— WORK INSTRUCTIONS —
Convert every line of the items below into a Markdown table with two columns, "Index" for the row number and "Entry" for the line itself, skipping any blank lines.
START
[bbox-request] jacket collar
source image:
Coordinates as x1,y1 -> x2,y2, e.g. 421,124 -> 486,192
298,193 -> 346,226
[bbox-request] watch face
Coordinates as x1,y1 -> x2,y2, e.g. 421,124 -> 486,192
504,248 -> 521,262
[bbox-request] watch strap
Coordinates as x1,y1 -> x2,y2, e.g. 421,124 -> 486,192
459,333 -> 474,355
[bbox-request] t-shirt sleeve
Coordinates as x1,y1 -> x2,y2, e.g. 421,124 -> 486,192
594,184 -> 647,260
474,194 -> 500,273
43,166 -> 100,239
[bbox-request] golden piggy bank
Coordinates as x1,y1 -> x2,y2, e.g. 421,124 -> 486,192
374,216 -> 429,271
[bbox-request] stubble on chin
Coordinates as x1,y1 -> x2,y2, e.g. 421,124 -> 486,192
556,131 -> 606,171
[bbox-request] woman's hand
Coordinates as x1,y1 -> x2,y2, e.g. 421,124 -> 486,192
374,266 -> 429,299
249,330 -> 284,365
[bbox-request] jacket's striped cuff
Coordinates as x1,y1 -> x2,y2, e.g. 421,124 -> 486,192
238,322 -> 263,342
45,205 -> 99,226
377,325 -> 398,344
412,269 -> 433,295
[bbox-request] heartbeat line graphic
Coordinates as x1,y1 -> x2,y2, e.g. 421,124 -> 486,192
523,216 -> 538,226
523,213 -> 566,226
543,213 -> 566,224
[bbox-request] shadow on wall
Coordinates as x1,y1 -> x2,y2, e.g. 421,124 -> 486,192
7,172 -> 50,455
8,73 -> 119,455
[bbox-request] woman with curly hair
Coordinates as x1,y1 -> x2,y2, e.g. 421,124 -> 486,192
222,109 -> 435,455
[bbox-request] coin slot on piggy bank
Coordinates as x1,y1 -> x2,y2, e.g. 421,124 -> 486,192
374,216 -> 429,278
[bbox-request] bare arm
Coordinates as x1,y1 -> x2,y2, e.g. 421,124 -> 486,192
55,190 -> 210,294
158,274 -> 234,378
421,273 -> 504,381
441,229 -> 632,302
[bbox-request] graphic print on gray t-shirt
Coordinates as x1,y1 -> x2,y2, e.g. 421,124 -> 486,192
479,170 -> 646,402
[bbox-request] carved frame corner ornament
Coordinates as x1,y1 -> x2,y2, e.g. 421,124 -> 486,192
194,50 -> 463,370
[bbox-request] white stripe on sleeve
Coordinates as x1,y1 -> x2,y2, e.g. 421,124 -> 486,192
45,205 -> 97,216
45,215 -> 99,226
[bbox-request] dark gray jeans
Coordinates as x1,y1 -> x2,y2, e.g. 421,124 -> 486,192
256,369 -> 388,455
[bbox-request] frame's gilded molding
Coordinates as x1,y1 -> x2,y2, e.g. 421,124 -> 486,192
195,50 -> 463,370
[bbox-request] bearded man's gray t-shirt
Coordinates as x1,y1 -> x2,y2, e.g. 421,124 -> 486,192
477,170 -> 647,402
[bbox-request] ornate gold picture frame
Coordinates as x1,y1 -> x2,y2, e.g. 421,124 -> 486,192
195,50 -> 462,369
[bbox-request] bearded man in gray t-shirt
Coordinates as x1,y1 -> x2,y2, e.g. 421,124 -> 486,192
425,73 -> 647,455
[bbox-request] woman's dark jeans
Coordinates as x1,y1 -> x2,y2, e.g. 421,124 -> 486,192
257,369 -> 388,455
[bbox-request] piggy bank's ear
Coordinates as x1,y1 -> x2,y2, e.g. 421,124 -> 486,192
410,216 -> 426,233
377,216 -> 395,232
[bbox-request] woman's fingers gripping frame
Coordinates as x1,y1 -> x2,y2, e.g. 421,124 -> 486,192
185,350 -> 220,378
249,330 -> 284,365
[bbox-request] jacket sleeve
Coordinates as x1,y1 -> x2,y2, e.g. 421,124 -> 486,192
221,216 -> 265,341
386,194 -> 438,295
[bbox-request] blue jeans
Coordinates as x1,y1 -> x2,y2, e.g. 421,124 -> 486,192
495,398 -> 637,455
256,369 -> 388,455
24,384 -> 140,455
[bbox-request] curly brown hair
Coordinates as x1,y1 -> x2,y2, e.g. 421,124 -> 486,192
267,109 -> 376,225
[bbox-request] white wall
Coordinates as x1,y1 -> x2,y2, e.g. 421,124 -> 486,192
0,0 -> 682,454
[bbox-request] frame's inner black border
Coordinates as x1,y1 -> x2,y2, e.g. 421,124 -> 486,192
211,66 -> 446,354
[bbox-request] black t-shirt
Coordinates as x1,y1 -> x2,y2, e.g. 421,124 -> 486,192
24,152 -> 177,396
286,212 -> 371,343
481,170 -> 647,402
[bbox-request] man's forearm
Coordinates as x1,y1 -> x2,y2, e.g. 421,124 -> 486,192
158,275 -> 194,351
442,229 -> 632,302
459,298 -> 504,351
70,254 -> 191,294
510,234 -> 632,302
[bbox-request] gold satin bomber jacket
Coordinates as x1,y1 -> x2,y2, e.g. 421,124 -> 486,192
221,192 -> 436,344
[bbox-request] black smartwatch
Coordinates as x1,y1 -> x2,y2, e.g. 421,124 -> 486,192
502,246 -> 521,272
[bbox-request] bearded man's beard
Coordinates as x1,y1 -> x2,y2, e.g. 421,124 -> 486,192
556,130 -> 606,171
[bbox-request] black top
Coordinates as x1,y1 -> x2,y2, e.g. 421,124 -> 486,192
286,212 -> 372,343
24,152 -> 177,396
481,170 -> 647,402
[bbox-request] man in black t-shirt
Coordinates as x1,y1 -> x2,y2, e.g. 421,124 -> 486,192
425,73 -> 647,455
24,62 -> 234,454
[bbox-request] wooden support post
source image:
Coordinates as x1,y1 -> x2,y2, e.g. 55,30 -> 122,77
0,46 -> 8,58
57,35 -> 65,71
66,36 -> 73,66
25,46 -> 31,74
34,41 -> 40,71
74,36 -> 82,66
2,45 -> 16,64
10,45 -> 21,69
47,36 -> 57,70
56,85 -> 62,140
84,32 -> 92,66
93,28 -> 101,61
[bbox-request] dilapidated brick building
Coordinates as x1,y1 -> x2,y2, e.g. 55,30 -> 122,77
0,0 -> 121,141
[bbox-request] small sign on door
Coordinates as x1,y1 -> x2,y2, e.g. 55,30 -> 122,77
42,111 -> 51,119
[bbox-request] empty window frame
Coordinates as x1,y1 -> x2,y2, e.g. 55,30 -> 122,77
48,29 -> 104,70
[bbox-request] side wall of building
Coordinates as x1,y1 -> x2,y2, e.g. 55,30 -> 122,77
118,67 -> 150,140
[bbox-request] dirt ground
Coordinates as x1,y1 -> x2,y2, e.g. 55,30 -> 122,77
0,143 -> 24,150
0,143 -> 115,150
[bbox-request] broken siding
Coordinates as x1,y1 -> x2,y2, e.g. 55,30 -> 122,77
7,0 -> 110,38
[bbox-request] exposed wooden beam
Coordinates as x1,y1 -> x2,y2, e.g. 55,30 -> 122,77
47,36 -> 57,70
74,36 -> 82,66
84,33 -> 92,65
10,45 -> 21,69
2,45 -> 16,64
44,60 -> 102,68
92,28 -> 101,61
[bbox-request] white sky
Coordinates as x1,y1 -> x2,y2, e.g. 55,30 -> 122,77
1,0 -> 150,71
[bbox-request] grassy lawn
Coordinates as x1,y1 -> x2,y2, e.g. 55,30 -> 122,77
END
— RESULT OF THIS EXERCISE —
| Index | Entry |
|---|---|
| 1 | [bbox-request] jacket collar |
| 2 | source image: |
| 3 | Coordinates as x1,y1 -> x2,y2, e.g. 421,124 -> 486,192 |
| 4 | 298,193 -> 346,226 |
| 5 | [bbox-request] watch face |
| 6 | Coordinates as x1,y1 -> x2,y2, e.g. 421,124 -> 486,192 |
| 7 | 504,248 -> 521,262 |
| 8 | [bbox-request] watch strap |
| 9 | Coordinates as x1,y1 -> x2,y2, e.g. 421,124 -> 486,192 |
| 10 | 459,333 -> 474,355 |
| 11 | [bbox-request] t-shirt sleeve |
| 12 | Coordinates as x1,y1 -> x2,y2, e.g. 421,124 -> 486,192 |
| 13 | 594,184 -> 647,260 |
| 14 | 474,194 -> 500,273 |
| 15 | 43,166 -> 100,239 |
| 16 | [bbox-request] golden piggy bank |
| 17 | Coordinates as x1,y1 -> x2,y2, e.g. 421,124 -> 486,192 |
| 18 | 374,216 -> 429,271 |
| 19 | [bbox-request] stubble on chin |
| 20 | Coordinates as x1,y1 -> x2,y2, e.g. 421,124 -> 486,192 |
| 21 | 556,131 -> 606,171 |
| 22 | [bbox-request] woman's hand |
| 23 | Coordinates as x1,y1 -> x2,y2, e.g. 421,124 -> 486,192 |
| 24 | 374,266 -> 429,299 |
| 25 | 249,330 -> 284,365 |
| 26 | [bbox-request] jacket's striped cuff |
| 27 | Coordinates as x1,y1 -> x2,y2, e.g. 421,124 -> 486,192 |
| 28 | 238,322 -> 263,342 |
| 29 | 45,205 -> 99,226 |
| 30 | 377,325 -> 398,344 |
| 31 | 412,269 -> 433,295 |
| 32 | [bbox-request] heartbeat line graphic |
| 33 | Coordinates as x1,y1 -> x2,y2, e.g. 421,124 -> 486,192 |
| 34 | 523,216 -> 538,226 |
| 35 | 523,213 -> 566,226 |
| 36 | 543,213 -> 566,224 |
| 37 | [bbox-request] shadow on wall |
| 38 | Coordinates as x1,y1 -> x2,y2, e.g. 421,124 -> 486,192 |
| 39 | 7,172 -> 50,455 |
| 40 | 8,73 -> 119,455 |
| 41 | [bbox-request] woman with curly hair |
| 42 | Coordinates as x1,y1 -> x2,y2, e.g. 421,124 -> 486,192 |
| 43 | 222,109 -> 435,455 |
| 44 | [bbox-request] coin slot on piggy bank |
| 45 | Coordinates as x1,y1 -> x2,y2, e.g. 421,124 -> 486,192 |
| 46 | 374,216 -> 429,278 |
| 47 | [bbox-request] bare arm |
| 48 | Coordinates as x1,y1 -> x2,y2, e.g. 421,124 -> 486,192 |
| 49 | 55,190 -> 210,294 |
| 50 | 158,274 -> 234,378 |
| 51 | 421,273 -> 504,381 |
| 52 | 441,229 -> 632,302 |
| 53 | [bbox-request] graphic print on gray t-shirt |
| 54 | Coordinates as x1,y1 -> x2,y2, e.g. 421,124 -> 486,192 |
| 55 | 479,170 -> 646,402 |
| 56 | [bbox-request] carved frame corner ornament |
| 57 | Coordinates as x1,y1 -> x2,y2, e.g. 421,124 -> 486,192 |
| 58 | 194,50 -> 463,370 |
| 59 | [bbox-request] white stripe on sleeve |
| 60 | Coordinates as x1,y1 -> x2,y2, e.g. 421,124 -> 486,192 |
| 61 | 45,205 -> 97,216 |
| 62 | 45,215 -> 99,226 |
| 63 | [bbox-request] dark gray jeans |
| 64 | Coordinates as x1,y1 -> x2,y2, e.g. 421,124 -> 486,192 |
| 65 | 256,369 -> 388,455 |
| 66 | [bbox-request] frame's gilded molding |
| 67 | Coordinates as x1,y1 -> x2,y2, e.g. 421,124 -> 486,192 |
| 68 | 195,50 -> 463,370 |
| 69 | [bbox-request] bearded man's gray t-shirt |
| 70 | Coordinates as x1,y1 -> x2,y2, e.g. 421,124 -> 486,192 |
| 71 | 477,170 -> 647,402 |
| 72 | [bbox-request] ornate gold picture frame |
| 73 | Coordinates as x1,y1 -> x2,y2, e.g. 421,124 -> 486,192 |
| 74 | 195,50 -> 462,369 |
| 75 | [bbox-request] bearded man in gray t-shirt |
| 76 | Coordinates as x1,y1 -> x2,y2, e.g. 421,124 -> 486,192 |
| 77 | 425,73 -> 647,455 |
| 78 | [bbox-request] woman's dark jeans |
| 79 | Coordinates as x1,y1 -> x2,y2, e.g. 421,124 -> 486,192 |
| 80 | 257,369 -> 388,455 |
| 81 | [bbox-request] piggy bank's ear |
| 82 | Coordinates as x1,y1 -> x2,y2, e.g. 421,124 -> 486,192 |
| 83 | 410,216 -> 426,233 |
| 84 | 377,216 -> 395,232 |
| 85 | [bbox-request] woman's fingers gripping frame |
| 86 | Coordinates as x1,y1 -> x2,y2, e.g. 421,124 -> 486,192 |
| 87 | 185,350 -> 220,378 |
| 88 | 249,330 -> 284,365 |
| 89 | [bbox-request] jacket sleeve |
| 90 | Coordinates as x1,y1 -> x2,y2, e.g. 421,124 -> 486,192 |
| 91 | 221,216 -> 265,341 |
| 92 | 386,194 -> 438,295 |
| 93 | [bbox-request] blue jeans |
| 94 | Coordinates as x1,y1 -> x2,y2, e.g. 421,124 -> 486,192 |
| 95 | 495,398 -> 637,455 |
| 96 | 256,369 -> 388,455 |
| 97 | 24,384 -> 140,455 |
| 98 | [bbox-request] curly brown hair |
| 99 | Coordinates as x1,y1 -> x2,y2, e.g. 421,124 -> 486,192 |
| 100 | 267,109 -> 376,225 |
| 101 | [bbox-request] white wall |
| 102 | Coordinates as x1,y1 -> x2,y2, e.g. 421,124 -> 486,192 |
| 103 | 0,0 -> 682,454 |
| 104 | [bbox-request] frame's inner black border |
| 105 | Coordinates as x1,y1 -> x2,y2, e.g. 421,124 -> 486,192 |
| 106 | 211,66 -> 446,354 |
| 107 | [bbox-request] black t-shirt |
| 108 | Coordinates as x1,y1 -> x2,y2, e.g. 421,124 -> 486,192 |
| 109 | 24,152 -> 177,396 |
| 110 | 286,212 -> 371,343 |
| 111 | 481,170 -> 647,402 |
| 112 | [bbox-request] man's forearm |
| 113 | Coordinates as x1,y1 -> x2,y2, e.g. 421,124 -> 486,192 |
| 114 | 158,275 -> 194,351 |
| 115 | 442,229 -> 632,302 |
| 116 | 459,298 -> 504,351 |
| 117 | 70,254 -> 191,294 |
| 118 | 510,234 -> 632,302 |
| 119 | [bbox-request] gold satin bomber jacket |
| 120 | Coordinates as x1,y1 -> x2,y2, e.g. 421,124 -> 486,192 |
| 121 | 221,192 -> 436,344 |
| 122 | [bbox-request] black smartwatch |
| 123 | Coordinates as x1,y1 -> x2,y2, e.g. 421,124 -> 486,192 |
| 124 | 502,246 -> 521,272 |
| 125 | [bbox-request] bearded man's beard |
| 126 | Coordinates as x1,y1 -> x2,y2, e.g. 421,124 -> 486,192 |
| 127 | 556,130 -> 606,171 |
| 128 | [bbox-request] black top |
| 129 | Coordinates as x1,y1 -> x2,y2, e.g. 421,124 -> 486,192 |
| 130 | 286,212 -> 372,343 |
| 131 | 24,152 -> 177,396 |
| 132 | 481,170 -> 647,402 |
| 133 | [bbox-request] man in black t-shirt |
| 134 | Coordinates as x1,y1 -> x2,y2, e.g. 421,124 -> 486,192 |
| 135 | 425,73 -> 647,455 |
| 136 | 24,62 -> 234,454 |
| 137 | [bbox-request] wooden support post |
| 138 | source image: |
| 139 | Coordinates as x1,y1 -> x2,y2, e.g. 55,30 -> 122,77 |
| 140 | 0,46 -> 8,58 |
| 141 | 57,35 -> 65,71 |
| 142 | 66,36 -> 73,66 |
| 143 | 25,46 -> 31,74 |
| 144 | 34,41 -> 40,71 |
| 145 | 74,36 -> 82,66 |
| 146 | 2,45 -> 16,64 |
| 147 | 10,45 -> 21,69 |
| 148 | 47,36 -> 57,70 |
| 149 | 56,85 -> 62,140 |
| 150 | 84,32 -> 92,66 |
| 151 | 93,28 -> 101,61 |
| 152 | [bbox-request] dilapidated brick building |
| 153 | Coordinates as x1,y1 -> x2,y2, e.g. 55,30 -> 122,77 |
| 154 | 0,0 -> 121,141 |
| 155 | [bbox-request] small sign on door |
| 156 | Coordinates as x1,y1 -> x2,y2, e.g. 55,30 -> 122,77 |
| 157 | 42,111 -> 51,119 |
| 158 | [bbox-request] empty window frame |
| 159 | Coordinates as x1,y1 -> x2,y2, e.g. 55,30 -> 122,77 |
| 160 | 48,29 -> 104,70 |
| 161 | [bbox-request] side wall of building |
| 162 | Coordinates as x1,y1 -> x2,y2, e.g. 55,30 -> 122,77 |
| 163 | 118,67 -> 150,140 |
| 164 | [bbox-request] dirt ground |
| 165 | Coordinates as x1,y1 -> x2,y2, e.g. 55,30 -> 122,77 |
| 166 | 0,143 -> 24,150 |
| 167 | 0,143 -> 115,150 |
| 168 | [bbox-request] broken siding |
| 169 | Coordinates as x1,y1 -> x2,y2, e.g. 55,30 -> 122,77 |
| 170 | 7,0 -> 110,38 |
| 171 | [bbox-request] exposed wooden beam |
| 172 | Coordinates as x1,y1 -> x2,y2, e.g. 55,30 -> 122,77 |
| 173 | 47,36 -> 57,70 |
| 174 | 74,36 -> 82,66 |
| 175 | 84,33 -> 92,65 |
| 176 | 10,45 -> 21,69 |
| 177 | 2,45 -> 16,64 |
| 178 | 44,60 -> 102,68 |
| 179 | 92,28 -> 101,61 |
| 180 | [bbox-request] white sky |
| 181 | Coordinates as x1,y1 -> x2,y2, e.g. 55,30 -> 122,77 |
| 182 | 1,0 -> 150,71 |
| 183 | [bbox-request] grassy lawn |
| 184 | Coordinates as x1,y1 -> x2,y2, e.g. 55,30 -> 122,77 |